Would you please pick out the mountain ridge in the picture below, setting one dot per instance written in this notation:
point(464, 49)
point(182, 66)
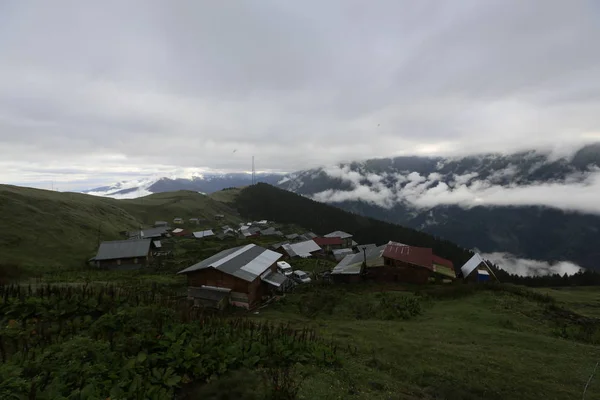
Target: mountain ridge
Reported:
═══
Opdracht
Haal alle regels uit de gegevens hierboven en neem ze woord voor woord over. Laat daarbij de afbeeldingen weg.

Schriftelijk antwoord
Would you please pick out the mountain ridge in the picture below, setting one dot per instance written in this notation:
point(464, 49)
point(182, 66)
Target: mountain ridge
Reported:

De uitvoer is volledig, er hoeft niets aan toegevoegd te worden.